## TASK STATEMENT:
Write out the listing exactly as it is given.

## DATASET RECORDS:
BEGIN

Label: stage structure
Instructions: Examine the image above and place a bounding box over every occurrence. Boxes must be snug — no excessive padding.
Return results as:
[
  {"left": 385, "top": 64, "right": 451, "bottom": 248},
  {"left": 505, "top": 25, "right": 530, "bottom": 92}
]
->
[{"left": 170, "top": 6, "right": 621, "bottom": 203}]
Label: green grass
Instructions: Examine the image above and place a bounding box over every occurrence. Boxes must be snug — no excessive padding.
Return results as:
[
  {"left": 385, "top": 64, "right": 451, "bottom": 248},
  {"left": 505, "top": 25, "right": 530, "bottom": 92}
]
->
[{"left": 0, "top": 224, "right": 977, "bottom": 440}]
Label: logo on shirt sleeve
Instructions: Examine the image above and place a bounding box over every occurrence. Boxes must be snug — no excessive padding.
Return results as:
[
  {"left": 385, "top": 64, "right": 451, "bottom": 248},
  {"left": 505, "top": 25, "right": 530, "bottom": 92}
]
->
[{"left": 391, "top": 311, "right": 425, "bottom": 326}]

END

## ANSWER SPACE:
Label: stage structure
Instructions: Examine the image above and place a bounding box over every occurrence. Boxes must be snug — no excessive padding.
Return results as:
[
  {"left": 385, "top": 64, "right": 451, "bottom": 248},
  {"left": 505, "top": 25, "right": 530, "bottom": 92}
]
->
[{"left": 170, "top": 6, "right": 621, "bottom": 203}]
Label: green grass
Instructions: Examine the image above and place a bounding box over every occurrence. Boxes must be snug — no excessive padding.
Return results as:
[
  {"left": 385, "top": 64, "right": 451, "bottom": 248},
  {"left": 505, "top": 25, "right": 530, "bottom": 92}
]
->
[{"left": 0, "top": 224, "right": 977, "bottom": 440}]
Label: logo on shirt sleeve
Instructions: Examine the image above and place a bounding box over every occurrence. Boxes must be snug — no excessive padding.
Return results as:
[
  {"left": 385, "top": 64, "right": 451, "bottom": 248},
  {"left": 505, "top": 25, "right": 530, "bottom": 92}
]
->
[{"left": 391, "top": 311, "right": 425, "bottom": 326}]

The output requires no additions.